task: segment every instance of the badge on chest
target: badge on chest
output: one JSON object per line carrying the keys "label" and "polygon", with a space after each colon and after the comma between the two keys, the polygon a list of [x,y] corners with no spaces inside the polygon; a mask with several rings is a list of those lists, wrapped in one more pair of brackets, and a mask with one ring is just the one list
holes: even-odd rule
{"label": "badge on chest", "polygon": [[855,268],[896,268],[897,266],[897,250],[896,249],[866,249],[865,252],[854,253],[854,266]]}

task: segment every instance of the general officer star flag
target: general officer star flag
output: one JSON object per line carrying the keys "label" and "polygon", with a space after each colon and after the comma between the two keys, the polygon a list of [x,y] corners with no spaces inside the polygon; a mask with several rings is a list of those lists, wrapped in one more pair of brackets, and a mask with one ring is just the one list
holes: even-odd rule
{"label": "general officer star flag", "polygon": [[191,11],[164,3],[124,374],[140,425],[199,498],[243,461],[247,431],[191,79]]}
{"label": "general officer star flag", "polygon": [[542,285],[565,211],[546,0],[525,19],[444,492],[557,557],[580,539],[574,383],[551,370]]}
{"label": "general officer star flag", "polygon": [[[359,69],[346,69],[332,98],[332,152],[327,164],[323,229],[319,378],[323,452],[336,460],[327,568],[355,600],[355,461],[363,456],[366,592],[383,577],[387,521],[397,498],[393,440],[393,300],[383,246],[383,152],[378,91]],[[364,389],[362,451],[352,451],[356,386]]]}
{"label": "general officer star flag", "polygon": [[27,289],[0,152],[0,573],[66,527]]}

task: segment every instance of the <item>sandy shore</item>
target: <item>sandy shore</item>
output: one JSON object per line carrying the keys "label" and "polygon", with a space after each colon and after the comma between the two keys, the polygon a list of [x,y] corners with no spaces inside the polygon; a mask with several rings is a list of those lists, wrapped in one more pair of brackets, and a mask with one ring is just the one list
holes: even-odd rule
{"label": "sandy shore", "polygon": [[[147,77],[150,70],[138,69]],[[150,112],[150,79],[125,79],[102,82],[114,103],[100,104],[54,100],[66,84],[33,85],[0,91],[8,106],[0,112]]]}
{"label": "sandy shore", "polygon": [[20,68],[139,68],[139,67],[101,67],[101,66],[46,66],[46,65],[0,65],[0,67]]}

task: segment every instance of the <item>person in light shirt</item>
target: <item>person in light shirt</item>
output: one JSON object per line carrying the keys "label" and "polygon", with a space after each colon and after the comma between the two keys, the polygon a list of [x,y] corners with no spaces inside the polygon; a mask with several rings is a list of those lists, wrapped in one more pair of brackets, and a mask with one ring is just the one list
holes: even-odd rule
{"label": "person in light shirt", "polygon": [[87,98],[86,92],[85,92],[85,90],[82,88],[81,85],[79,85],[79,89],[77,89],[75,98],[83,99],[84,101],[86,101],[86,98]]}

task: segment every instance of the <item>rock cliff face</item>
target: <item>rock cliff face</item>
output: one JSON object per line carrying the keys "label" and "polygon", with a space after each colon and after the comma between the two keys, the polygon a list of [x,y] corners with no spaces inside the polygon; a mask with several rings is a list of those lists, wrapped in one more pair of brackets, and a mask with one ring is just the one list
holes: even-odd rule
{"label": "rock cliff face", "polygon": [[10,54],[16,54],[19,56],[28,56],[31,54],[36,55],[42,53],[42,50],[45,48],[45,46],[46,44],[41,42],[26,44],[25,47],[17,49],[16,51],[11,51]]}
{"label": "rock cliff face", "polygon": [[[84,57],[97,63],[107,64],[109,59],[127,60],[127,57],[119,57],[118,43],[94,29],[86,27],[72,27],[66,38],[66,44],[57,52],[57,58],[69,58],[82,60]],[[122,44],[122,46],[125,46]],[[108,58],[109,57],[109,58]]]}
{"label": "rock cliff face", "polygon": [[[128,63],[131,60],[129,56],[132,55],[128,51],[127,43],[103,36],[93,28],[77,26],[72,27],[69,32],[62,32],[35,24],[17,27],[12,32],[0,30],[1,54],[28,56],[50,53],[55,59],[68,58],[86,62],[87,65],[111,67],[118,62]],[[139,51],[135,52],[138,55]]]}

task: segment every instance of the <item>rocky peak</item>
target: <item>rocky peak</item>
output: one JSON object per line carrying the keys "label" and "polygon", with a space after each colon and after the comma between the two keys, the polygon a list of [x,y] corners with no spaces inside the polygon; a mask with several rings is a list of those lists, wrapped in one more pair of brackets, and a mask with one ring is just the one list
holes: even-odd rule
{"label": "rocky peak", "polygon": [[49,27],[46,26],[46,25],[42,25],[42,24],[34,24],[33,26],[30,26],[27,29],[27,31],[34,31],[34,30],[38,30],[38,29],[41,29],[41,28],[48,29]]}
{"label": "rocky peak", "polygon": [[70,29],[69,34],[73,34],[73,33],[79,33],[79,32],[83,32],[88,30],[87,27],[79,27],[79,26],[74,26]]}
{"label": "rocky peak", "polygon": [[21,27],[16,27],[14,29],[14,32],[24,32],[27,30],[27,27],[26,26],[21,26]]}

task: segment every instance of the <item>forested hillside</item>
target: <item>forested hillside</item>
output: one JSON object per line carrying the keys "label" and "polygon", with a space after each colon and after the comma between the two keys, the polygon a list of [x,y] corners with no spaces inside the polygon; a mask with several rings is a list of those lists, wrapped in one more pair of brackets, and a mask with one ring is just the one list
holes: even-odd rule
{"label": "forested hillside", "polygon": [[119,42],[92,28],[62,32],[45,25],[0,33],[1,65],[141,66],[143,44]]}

========================

## Your task
Starting at the line containing "task: segment every instance of the <item>forested" and continuing through the end of the records, rewrite those lines with "corners" replaced by "vertices" and everything else left as is.

## Worked solution
task: segment every instance of the <item>forested hillside</item>
target: <item>forested hillside</item>
output: one JSON object per line carrying the keys "label" and "polygon", with a space after each colon and after the comma between the two keys, the polygon a list of [x,y] vertices with no spaces inside the polygon; a mask with several rings is a list of those lists, wrapped in one more pair of brackets, and a mask with one ring is just the one list
holes: even-odd rule
{"label": "forested hillside", "polygon": [[119,42],[92,28],[62,32],[45,25],[0,33],[1,65],[141,66],[143,44]]}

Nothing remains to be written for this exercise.